▶ _GIVEN PROBLEM A_:
In the listing below, begin at the line that contains "target | wire fence" and stop after the last line of the listing. Reproduce those lines in full, shifting every point coordinate in the answers by adding 13 to each number.

▶ _PASSAGE SHOWN_:
-=-=-
Hi there,

I am trying to index about 1000 HTML-Articles on our website via local
filesystem. I use the "Alias" command to map the links to the real
location.

The problem is that when I search for any pattern, most results show
directories not files. It seems that the indexer is parsing the
directory listings for matching filenames. Nice Feature, but nothing
what I really need. 

For Example a search result for "linux" looks like this:

Displaying documents 1-20 of total 55 found. 

1. http://www.linux-magazin.de/ausgabe/1996/08/ [1]

2.  [1]

[...]

13. http://www.linux-magazin.de/ausgabe/1996/06/News/biodata.html [1]


The Allow/Disallow settings are kept simple:

Allow \.html$ \.htm$ \.txt$ \/$
Disallow .*

I tried it without the \/$ to prevent directory indexing, but then the
program indexed nothing except the rootdir
(http://www.linux-magazin.de/ausgabe/). I have also tried "CheckOnly
\/$", but it doesnt seem to change anything.

Ideas anyone?

-- 
Tobias Freitag          | http://www.linux-magazin.de
Stefan-George-Ring 24   | Tel:  +49 (0) 89 993411-0
D-81929 München         | Fax:  +49 (0) 89 993411-99
# This is sample indexer config file
# To start using it please edit and rename to indexer.conf
# You may want to keep the original indexer.conf-dist for future references.
# Use '#' to comment out lines.
# All command names are case insensitive (DBHost=DBHOST=dbhost).
# You may use '\' character to prolong current command to next line
# when it is required.

###########################################################################
# DBAddr <URL-style database description>
# Database options (type, host, database name, port, user and password) 
# to connect to SQL database.
# Do not matter for built-in text files support.
# Should be used only once and before any other commands.
# Command have global effect for whole config file.
# Format:
#DBAddr <DBType>:[//[DBUser[:DBPass]]DBHost[:DBPort]]/DBName/
#
# ODBC notes:
#       Use DBName to specify ODBC data source name (DSN)
#       DBHost does not matter, use "localhost".
# Solid notes:
#       Use DBHost to specify Solid server
#       DBName does not matter for Solid
#
# Currently supported DBType values are 
# mysql, pgsql, msql, solid, mssql, oracle, ibase.
-=-=-
▶ _GIVEN PROBLEM B_:
Continue the passage on website indexing from the point where it stops.

[Position annotation records]
-=-=-
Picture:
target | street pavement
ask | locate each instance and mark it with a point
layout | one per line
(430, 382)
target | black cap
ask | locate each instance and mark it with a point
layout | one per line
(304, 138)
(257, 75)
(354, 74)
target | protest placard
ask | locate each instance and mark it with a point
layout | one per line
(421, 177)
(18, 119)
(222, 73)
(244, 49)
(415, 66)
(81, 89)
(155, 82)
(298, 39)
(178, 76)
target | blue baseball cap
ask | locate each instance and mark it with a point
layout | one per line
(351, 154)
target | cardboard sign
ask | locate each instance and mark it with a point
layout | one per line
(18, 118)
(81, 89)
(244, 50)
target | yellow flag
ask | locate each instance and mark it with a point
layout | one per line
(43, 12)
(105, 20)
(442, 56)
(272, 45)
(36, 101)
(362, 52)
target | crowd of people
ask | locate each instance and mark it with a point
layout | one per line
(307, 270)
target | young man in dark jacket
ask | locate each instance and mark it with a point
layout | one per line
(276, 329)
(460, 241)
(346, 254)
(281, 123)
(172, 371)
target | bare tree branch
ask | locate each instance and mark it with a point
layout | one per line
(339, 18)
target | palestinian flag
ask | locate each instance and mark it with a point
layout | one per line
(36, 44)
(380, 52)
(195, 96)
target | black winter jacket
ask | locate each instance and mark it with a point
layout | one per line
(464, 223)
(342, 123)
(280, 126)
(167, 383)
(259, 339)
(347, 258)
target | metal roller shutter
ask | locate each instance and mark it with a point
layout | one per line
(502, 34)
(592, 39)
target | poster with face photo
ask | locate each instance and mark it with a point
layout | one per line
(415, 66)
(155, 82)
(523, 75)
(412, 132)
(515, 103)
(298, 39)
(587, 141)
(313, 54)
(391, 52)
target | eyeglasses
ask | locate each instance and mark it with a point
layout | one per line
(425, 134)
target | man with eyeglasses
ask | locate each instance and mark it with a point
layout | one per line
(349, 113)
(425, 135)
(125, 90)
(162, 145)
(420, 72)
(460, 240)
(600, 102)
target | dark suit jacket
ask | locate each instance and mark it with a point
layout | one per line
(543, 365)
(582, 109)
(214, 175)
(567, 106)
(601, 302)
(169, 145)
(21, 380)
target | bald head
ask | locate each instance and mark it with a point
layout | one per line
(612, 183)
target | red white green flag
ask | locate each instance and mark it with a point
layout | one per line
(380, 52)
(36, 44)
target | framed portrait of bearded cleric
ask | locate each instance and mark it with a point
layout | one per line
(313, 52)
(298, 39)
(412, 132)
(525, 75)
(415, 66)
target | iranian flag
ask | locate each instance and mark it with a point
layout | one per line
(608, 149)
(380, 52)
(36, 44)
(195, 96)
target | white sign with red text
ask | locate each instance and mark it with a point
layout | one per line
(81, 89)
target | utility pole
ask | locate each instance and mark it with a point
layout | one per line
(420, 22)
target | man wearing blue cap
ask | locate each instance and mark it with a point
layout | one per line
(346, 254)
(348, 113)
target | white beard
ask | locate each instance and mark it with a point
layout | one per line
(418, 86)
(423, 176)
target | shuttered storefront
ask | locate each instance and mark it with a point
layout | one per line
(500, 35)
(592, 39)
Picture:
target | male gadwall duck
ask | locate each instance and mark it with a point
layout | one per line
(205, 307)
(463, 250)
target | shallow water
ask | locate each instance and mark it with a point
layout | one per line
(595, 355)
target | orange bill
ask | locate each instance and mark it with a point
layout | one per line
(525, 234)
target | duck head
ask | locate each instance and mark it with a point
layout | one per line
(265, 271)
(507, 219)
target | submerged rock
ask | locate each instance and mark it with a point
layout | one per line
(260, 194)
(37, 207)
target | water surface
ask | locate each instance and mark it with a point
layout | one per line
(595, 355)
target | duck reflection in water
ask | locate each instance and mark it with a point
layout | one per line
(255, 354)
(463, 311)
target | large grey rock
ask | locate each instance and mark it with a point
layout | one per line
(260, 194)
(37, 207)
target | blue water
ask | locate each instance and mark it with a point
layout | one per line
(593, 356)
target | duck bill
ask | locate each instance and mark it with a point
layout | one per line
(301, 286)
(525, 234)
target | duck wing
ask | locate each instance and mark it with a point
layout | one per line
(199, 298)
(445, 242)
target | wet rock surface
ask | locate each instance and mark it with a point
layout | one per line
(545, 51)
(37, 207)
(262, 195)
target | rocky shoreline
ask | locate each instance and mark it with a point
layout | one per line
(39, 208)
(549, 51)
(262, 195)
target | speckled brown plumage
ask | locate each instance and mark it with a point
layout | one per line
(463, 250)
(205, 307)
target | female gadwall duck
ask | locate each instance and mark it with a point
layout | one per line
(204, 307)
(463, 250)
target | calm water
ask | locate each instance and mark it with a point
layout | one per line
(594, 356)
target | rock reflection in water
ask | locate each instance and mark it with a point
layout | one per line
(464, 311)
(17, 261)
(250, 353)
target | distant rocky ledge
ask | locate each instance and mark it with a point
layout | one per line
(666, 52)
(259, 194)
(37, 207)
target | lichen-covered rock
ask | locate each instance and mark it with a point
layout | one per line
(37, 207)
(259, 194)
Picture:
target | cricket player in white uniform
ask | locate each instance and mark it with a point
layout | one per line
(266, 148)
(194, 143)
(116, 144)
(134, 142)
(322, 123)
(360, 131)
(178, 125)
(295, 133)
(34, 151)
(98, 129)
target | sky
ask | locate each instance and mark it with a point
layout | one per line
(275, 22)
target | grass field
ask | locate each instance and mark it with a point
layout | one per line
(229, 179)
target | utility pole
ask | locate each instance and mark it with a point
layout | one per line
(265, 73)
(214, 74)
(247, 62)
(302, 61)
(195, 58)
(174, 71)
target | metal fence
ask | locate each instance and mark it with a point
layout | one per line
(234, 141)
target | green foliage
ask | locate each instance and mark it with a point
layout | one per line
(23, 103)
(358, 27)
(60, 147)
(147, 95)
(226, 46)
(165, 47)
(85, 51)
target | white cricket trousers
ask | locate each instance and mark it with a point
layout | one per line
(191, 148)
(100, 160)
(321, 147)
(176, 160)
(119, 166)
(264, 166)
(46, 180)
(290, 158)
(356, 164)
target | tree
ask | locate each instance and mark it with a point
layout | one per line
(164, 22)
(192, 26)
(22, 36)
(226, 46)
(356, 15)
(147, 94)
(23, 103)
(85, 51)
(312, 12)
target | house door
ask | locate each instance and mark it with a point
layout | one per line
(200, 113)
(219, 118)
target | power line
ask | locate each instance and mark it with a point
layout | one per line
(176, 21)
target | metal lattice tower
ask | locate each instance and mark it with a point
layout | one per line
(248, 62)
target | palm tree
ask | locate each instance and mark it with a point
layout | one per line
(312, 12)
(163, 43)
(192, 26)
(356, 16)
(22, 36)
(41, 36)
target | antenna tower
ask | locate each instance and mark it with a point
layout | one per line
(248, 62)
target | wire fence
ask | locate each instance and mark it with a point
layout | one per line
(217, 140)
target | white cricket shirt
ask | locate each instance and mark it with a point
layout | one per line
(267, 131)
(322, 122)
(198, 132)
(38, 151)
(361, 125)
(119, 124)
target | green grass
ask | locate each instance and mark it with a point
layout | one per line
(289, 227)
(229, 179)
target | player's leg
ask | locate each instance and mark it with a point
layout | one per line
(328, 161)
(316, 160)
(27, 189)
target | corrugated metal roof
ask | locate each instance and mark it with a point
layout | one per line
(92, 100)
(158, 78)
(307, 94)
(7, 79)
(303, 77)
-=-=-
▶ _WRITTEN ANSWER A_:
target | wire fence
ask | locate each instance and mark it with a point
layout | one per line
(230, 153)
target | white cricket shirt
ask | locate each instance and mark it with a point
layout | one per line
(280, 144)
(335, 135)
(211, 145)
(51, 164)
(374, 138)
(132, 137)
target | green grass
ask | locate each instance and mark it with a point
layout | one per line
(302, 240)
(242, 192)
target | player's leg
ask | locate each instance and mark it with a point
layout | one per line
(341, 174)
(329, 173)
(40, 202)
target | corrugated metal roof
ask | locate each instance and mark it with a point
layout | one per line
(105, 113)
(171, 91)
(320, 107)
(20, 92)
(316, 90)

▶ _WRITTEN ANSWER B_:
# Actually, it does not matter for native libraries support.
# But ODBC users should specify one of supported values.
# If your database type is not supported, you may use "unknown" instead.

#DBAddr         mysql://****:*******@localhost/udmsearch/


#######################################################################
# DBMode single/multi/crc/crc-multi
# Does not matter for built-in text files support
# You may select SQL database mode of words storage.
# When "single" is specified, all words are stored in the same
#table. If "multi" is selected, words will be located in different
#tables depending of their lengths. "multi" mode is usually faster
#but requires more tables in database. 
#
# If "crc" mode is selected, UdmSearch will store 32 bit integer
# word IDs calculated by CRC32 algorythm instead of words. This
# mode requres less disc space and it is faster comparing with "single"
# and "multi" modes. "crc-multi" uses the same storage structure with
# the "crc" mode, but also stores words in different tables depending on 
# words lengths like "multi" mode.
#
#Default DBMode value is "single":
DBMode multi


#######################################################################
#SyslogFacility <facility>
# This is used if indexer was compiled with syslog support and if you
# don't like the default value. Argument is the same as used in syslog.conf
# file. For list of possible facilities see syslog.conf(5)
#SyslogFacility local7


#######################################################################
# LocalCharset <charset>
# Defines charset of local file system. It is required if you are using 
# 8 bit charsets and does not matter for 7 bit charsets.
# This command should be used once and takes global effect for the config file.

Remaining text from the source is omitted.